** Opening Excerpt to read block **
Rules Are for Schmucks: Hospitals That Won’t Treat
I like numbers. They can’t be used to explain everything, but they can be used to explain a lot.
Consider the example of Catholic hospitals. It has always seemed jarring to me that the government licenses, protects from competition, and subsidizes hospitals that refuse to perform certain medical procedures for the most bizarre religious reasons. Now, thanks to a new study published by the National Bureau of Economic Research, we can put some hard numbers on at least part of the damage these inane religious restrictions cause.
To some extent, the task of social scientists attempting to quantify this phenomenon has been made easier by the explosion in Catholic control over hospitals in recent years. One of the many adverse effects of the Affordable Care Act has been greater concentration in hospital ownership, with a wave of hospitals being gobbled up by larger chains. There were 110 hospital mergers in 2012 alone, nearly double the rate of the pre-ACA years. The Catholic hospital empire has been an enormous beneficiary of this change, with four of the top ten healthcare systems in the country now Catholic-dominated. From the social scientist standpoint, this takeover activity presents a juicy opportunity to compare data before and after the change in ownership, to determine what if any difference it makes.
** Closing Excerpt to read block **
* _Questions on the material_:
1. In the article on Catholic hospitals, write out the text from "Consider the example" to "religious restrictions cause." again, switching "government" to "state".
2. In the article on Catholic hospitals, what does the government do for hospitals that refuse certain medical procedures?
3. According to the article on Catholic hospitals, how many hospital mergers took place in 2012?
** Opening Information given block **
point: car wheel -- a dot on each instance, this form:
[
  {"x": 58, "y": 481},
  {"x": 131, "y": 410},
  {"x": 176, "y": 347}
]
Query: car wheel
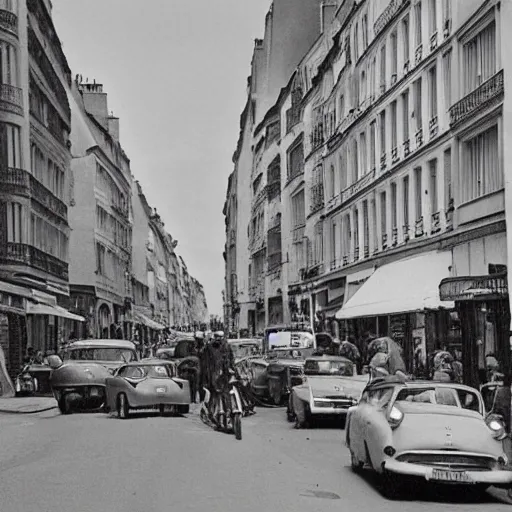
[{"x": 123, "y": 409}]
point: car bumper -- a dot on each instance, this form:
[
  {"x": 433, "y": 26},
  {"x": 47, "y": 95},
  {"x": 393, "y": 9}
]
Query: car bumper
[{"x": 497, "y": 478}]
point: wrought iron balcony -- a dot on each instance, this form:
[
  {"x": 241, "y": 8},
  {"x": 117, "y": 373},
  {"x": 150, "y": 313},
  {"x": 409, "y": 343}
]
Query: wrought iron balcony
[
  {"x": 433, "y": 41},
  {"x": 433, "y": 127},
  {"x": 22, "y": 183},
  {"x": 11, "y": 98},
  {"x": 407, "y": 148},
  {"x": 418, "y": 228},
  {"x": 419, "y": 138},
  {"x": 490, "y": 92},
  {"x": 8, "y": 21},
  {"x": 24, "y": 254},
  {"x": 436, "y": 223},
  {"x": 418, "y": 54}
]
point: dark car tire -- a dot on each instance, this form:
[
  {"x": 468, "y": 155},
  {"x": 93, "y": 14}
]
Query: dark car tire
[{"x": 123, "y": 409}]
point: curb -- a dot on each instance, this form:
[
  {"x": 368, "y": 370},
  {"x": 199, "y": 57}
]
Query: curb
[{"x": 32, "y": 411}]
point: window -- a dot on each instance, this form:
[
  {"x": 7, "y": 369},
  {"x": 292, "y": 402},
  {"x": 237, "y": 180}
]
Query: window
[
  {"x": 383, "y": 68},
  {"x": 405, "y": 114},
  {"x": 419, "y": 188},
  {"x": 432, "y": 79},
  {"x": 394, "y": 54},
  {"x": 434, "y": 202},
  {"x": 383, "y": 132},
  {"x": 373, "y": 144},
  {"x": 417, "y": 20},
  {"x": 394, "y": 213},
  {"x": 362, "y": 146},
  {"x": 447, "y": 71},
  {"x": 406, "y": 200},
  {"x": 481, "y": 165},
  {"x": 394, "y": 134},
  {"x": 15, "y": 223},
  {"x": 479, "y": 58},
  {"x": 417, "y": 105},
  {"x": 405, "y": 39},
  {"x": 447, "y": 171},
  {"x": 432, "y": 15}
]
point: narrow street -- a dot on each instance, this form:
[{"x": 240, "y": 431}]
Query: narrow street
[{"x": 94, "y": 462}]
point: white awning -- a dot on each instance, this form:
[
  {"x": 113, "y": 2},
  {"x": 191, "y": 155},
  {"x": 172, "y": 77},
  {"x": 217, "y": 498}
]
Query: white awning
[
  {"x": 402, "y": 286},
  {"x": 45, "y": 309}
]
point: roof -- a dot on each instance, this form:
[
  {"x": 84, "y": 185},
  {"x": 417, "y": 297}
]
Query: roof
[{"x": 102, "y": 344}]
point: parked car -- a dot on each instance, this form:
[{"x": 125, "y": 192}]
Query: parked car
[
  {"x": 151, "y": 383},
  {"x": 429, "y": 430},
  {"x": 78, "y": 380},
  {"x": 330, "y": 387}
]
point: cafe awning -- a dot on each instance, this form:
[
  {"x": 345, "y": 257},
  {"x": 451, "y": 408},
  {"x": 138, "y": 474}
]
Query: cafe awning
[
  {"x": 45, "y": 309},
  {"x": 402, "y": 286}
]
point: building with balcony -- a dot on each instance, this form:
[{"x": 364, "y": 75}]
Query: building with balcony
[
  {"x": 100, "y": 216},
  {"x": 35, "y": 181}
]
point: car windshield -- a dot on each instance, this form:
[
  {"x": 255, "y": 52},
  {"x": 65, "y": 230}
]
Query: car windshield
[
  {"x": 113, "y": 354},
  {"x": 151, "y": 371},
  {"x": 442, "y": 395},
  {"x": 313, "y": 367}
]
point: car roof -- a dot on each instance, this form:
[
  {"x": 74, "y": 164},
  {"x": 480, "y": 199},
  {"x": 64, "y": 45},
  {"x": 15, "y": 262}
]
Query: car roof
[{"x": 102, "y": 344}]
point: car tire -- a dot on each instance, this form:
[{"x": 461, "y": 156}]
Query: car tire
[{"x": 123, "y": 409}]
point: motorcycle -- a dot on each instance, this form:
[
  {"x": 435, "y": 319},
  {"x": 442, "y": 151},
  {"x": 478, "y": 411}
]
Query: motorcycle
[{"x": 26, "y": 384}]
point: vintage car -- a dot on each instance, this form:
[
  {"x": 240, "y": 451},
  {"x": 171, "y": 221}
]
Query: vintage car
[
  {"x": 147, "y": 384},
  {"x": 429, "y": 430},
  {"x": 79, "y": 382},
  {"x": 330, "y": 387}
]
** Closing Information given block **
* _Solutions_:
1.
Consider the example of Catholic hospitals. It has always seemed jarring to me that the state licenses, protects from competition, and subsidizes hospitals that refuse to perform certain medical procedures for the most bizarre religious reasons. Now, thanks to a new study published by the National Bureau of Economic Research, we can put some hard numbers on at least part of the damage these inane religious restrictions cause.

2. It licenses them, protects them from competition, and subsidizes them.

3. 110